Text shown ▸
Brigham has testified that he is in financial straits. He owed the IRS more than $500,000 for not paying employee taxes. Then the New Jersey Board of Medical Examiners piled on $561,000 in penalties and prosecution costs related to the 2014 revocation of his license, the last of four he once held.
The board — which declared, "The breadth and brazenness of his misconduct is staggering" — concluded Brigham had endangered and deceived patients with a cash-only, late-term abortion scheme that straddled states. He initiated the operations by inducing fetal death in New Jersey, usually in his Voorhees headquarters, then he or another doctor surgically removed the dead fetuses a day or so later in a clandestine clinic in Elkton, Md.
Never licensed in Maryland, Brigham contended his high-risk medical procedures were allowed under that state's law because he was merely acting as a "consultant" to his medical director — another octogenarian ob-gyn, who, like Kaji, was partially disabled by a stroke.

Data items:
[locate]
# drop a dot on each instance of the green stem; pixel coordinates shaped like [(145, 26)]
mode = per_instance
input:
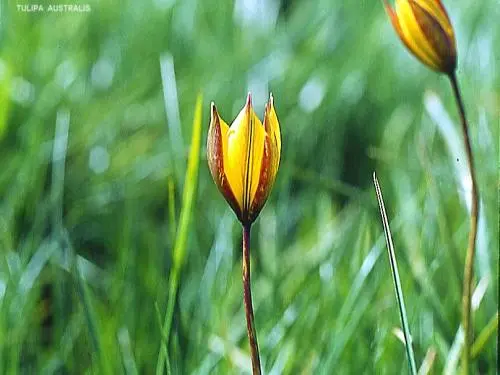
[(247, 298), (474, 214)]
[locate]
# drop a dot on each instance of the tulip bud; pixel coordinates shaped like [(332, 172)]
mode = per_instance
[(244, 158), (425, 29)]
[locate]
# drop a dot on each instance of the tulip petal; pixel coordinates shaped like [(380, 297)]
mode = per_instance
[(414, 36), (441, 40), (437, 11), (271, 125), (245, 150), (266, 179), (217, 159)]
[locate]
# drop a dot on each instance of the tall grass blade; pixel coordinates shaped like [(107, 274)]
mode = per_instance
[(395, 276), (179, 252)]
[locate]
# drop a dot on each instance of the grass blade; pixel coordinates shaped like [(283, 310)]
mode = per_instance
[(395, 276), (179, 252)]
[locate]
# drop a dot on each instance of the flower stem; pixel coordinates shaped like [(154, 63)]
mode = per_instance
[(247, 298), (474, 214)]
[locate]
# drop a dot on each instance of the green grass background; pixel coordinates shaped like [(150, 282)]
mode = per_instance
[(96, 119)]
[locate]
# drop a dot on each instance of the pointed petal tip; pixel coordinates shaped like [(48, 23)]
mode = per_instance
[(249, 99), (213, 109)]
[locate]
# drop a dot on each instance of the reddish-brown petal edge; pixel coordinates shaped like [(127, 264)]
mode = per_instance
[(433, 30), (216, 162)]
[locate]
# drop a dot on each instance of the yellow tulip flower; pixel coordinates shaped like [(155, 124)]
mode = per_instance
[(425, 29), (244, 158)]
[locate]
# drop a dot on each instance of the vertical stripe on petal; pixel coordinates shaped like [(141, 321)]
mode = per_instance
[(217, 159)]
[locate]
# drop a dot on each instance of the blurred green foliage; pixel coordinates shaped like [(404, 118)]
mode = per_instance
[(95, 118)]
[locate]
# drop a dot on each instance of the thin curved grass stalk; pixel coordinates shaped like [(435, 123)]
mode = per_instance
[(397, 282), (180, 248), (471, 247)]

Prompt 1 ▸ Print, word for word, the part of the passage about Brigham starting with "Brigham has testified" and going on through "in Elkton, Md.".
Prompt 2 ▸ According to the passage about Brigham, in which Maryland town was the clandestine clinic located?
The records are separate material, independent of the passage about Brigham.

Exercise solution 1 ▸
Brigham has testified that he is in financial straits. He owed the IRS more than $500,000 for not paying employee taxes. Then the New Jersey Board of Medical Examiners piled on $561,000 in penalties and prosecution costs related to the 2014 revocation of his license, the last of four he once held.
The board — which declared, "The breadth and brazenness of his misconduct is staggering" — concluded Brigham had endangered and deceived patients with a cash-only, late-term abortion scheme that straddled states. He initiated the operations by inducing fetal death in New Jersey, usually in his Voorhees headquarters, then he or another doctor surgically removed the dead fetuses a day or so later in a clandestine clinic in Elkton, Md.

Exercise solution 2 ▸ Elkton, Md.